-- List of tasks --
1. According to the passage on refugee self-reliance, which three locations do the studies brought together in Making Lives cover?
2. Translate this sentence from the passage on refugee self-reliance into Spanish: "Therefore, humanitarian livelihoods interventions focused on self-reliance end up providing a form of distraction through leisure activities, and, at best, supporting refugees’ own coping strategies."
3. Resume the passage on refugee self-reliance with a further paragraph that picks up after its last sentence.

-- Passage --
========
Refugee self-reliance and humanitarian action
Bringing together three studies, on Halba (Lebanon), Delhi (India), and Thessaloniki (Greece), Making Lives offers a critical perspective on self-reliance as a conceptual and programmatic framework that privileges economic aspects of refugee well-being and market-based interventions by humanitarian organisations. Economic self-reliance through employment becomes an unachievable goal for humanitarian organisations when access to the formal labour market is restricted for refugees by political and legal barriers. Therefore, humanitarian livelihoods interventions focused on self-reliance end up providing a form of distraction through leisure activities, and, at best, supporting refugees’ own coping strategies. The authors propose that, if it is to inform efforts to support the well-being of urban refugees, ‘self-reliance’ should be imagined as an abstract and perhaps ultimately unachievable status, dependent on structural changes, but to which humanitarian programmes might in some way contribute; and as multi-dimensional (not just an economic concern, but also a political, legal, social, and cultural one), multi-scalar (a challenge for individuals, households, and communities, with their mutual dependencies), and multi-temporal (dependent on conditions in the short term and long term).
========
-- Collected data --
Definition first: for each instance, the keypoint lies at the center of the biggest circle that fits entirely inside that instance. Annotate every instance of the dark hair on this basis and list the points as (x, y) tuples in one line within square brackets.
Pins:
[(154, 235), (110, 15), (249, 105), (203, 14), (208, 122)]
========
-- Answers for the tasks --
1. Halba (Lebanon), Delhi (India), and Thessaloniki (Greece).

2. Por lo tanto, las intervenciones humanitarias en materia de medios de vida centradas en la autosuficiencia terminan proporcionando una forma de distracción mediante actividades de ocio y, en el mejor de los casos, apoyando las propias estrategias de afrontamiento de los refugiados.

3.
As protracted displacement increasingly contributes to urban change and poses a challenge for city governance and infrastructures, this research project focuses on ‘urban-itarian’ settings – cities that are home to a growing number of ‘persons of concern’ (a category that includes refugees and returned refugees, asylum-seekers, IDPs and returned IDPs, stateless people, and others), and increased humanitarian activity. In these contexts, humanitarian organisations provide an additional layer of urban infrastructure, on top of the conventional provisions for protection, basic services, and livelihoods for persons of concern. They face growing pressure from governmental donors to provide more specialised responses to conflicts and disasters that cannot be isolated from wider urban dynamics.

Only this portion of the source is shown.